BEGIN SUPPLIED MATERIAL

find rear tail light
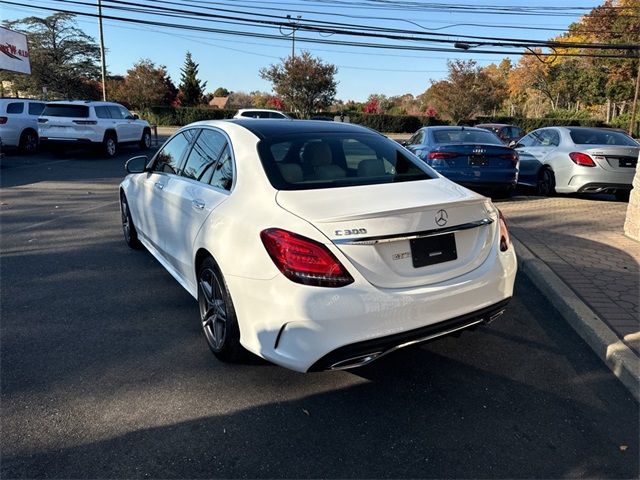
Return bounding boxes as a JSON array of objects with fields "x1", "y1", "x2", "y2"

END SUPPLIED MATERIAL
BEGIN SUPPLIED MATERIAL

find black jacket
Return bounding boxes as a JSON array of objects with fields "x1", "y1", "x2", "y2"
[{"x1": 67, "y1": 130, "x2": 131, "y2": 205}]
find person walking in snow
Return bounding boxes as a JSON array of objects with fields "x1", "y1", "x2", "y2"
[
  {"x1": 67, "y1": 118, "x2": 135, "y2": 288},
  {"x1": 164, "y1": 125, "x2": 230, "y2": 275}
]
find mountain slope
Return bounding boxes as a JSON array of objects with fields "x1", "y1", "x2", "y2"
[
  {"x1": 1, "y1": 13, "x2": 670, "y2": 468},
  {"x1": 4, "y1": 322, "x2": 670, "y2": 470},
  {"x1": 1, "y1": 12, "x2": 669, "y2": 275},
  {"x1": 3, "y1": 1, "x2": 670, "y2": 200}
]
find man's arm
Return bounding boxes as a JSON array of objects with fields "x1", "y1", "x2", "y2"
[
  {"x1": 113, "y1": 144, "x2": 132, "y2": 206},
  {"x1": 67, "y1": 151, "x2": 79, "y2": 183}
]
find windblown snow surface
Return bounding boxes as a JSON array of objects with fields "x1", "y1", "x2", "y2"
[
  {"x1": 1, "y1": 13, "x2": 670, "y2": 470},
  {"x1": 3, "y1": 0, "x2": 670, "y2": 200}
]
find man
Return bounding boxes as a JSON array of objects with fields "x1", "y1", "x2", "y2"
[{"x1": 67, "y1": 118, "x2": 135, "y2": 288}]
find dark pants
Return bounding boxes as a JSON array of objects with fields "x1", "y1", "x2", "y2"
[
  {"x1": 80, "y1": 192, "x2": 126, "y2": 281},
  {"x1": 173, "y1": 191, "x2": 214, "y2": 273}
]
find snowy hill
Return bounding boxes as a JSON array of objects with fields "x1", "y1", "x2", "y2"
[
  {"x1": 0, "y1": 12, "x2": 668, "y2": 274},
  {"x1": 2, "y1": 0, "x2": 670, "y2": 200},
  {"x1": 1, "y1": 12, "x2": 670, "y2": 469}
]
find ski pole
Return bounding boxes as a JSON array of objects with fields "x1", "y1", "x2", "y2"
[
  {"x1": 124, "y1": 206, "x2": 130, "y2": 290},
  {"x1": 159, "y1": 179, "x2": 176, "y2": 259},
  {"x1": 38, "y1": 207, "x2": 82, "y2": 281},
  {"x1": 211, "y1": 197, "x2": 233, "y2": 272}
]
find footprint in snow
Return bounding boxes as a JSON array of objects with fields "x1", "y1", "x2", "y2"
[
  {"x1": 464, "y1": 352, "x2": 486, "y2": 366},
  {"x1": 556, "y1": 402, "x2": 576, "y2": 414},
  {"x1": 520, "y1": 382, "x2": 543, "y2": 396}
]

END SUPPLIED MATERIAL
BEGIN SUPPLIED MATERIAL

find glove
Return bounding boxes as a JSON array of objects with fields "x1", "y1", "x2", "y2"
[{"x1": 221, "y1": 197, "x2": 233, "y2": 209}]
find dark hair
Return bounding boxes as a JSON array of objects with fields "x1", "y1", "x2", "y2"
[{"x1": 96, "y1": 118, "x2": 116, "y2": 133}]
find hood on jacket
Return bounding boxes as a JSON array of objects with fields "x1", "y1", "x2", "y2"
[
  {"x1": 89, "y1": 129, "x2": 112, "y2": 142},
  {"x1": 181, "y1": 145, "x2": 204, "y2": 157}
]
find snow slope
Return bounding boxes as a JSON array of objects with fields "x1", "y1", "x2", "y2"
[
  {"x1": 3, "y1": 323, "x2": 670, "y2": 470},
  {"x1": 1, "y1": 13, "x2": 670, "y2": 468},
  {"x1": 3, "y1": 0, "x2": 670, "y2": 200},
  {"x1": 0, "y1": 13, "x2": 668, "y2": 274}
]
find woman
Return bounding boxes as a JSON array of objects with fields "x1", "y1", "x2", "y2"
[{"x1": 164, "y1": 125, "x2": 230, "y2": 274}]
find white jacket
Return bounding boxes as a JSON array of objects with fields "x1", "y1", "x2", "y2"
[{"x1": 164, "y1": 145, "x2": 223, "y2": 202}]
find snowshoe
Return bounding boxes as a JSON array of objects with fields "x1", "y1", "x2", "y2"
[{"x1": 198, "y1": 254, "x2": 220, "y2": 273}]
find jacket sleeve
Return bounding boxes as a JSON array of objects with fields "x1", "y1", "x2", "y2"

END SUPPLIED MATERIAL

**TO DO**
Copy range, inclusive: the line holding "find black jacket" to the line holding "find snowy hill". Reproduce exactly those lines of the records above and no others.

**ANSWER TO THE PROBLEM**
find black jacket
Return bounding boxes as a JSON array of objects with fields "x1", "y1", "x2", "y2"
[{"x1": 67, "y1": 130, "x2": 131, "y2": 205}]
find person walking in snow
Return bounding boxes as a JSON array of objects with fields "x1", "y1", "x2", "y2"
[
  {"x1": 67, "y1": 118, "x2": 135, "y2": 288},
  {"x1": 164, "y1": 125, "x2": 230, "y2": 275}
]
find mountain slope
Return bounding boxes as a JSON array of objects with fields "x1", "y1", "x2", "y2"
[
  {"x1": 1, "y1": 13, "x2": 670, "y2": 468},
  {"x1": 4, "y1": 322, "x2": 670, "y2": 470},
  {"x1": 1, "y1": 12, "x2": 669, "y2": 275},
  {"x1": 3, "y1": 1, "x2": 670, "y2": 200}
]
find man's arm
Return bounding boxes as a JSON array of objects with fields "x1", "y1", "x2", "y2"
[
  {"x1": 113, "y1": 144, "x2": 132, "y2": 206},
  {"x1": 67, "y1": 151, "x2": 79, "y2": 183}
]
find windblown snow surface
Return bounding boxes as a JSON array of objects with fields "x1", "y1", "x2", "y2"
[
  {"x1": 1, "y1": 13, "x2": 670, "y2": 470},
  {"x1": 3, "y1": 0, "x2": 670, "y2": 200}
]
find man
Return bounding boxes as a JSON array of objects with fields "x1", "y1", "x2", "y2"
[{"x1": 67, "y1": 118, "x2": 135, "y2": 288}]
find dark pants
Return bounding boxes as a JSON array of objects with fields "x1", "y1", "x2", "y2"
[
  {"x1": 80, "y1": 192, "x2": 126, "y2": 281},
  {"x1": 173, "y1": 191, "x2": 214, "y2": 273}
]
find snowy hill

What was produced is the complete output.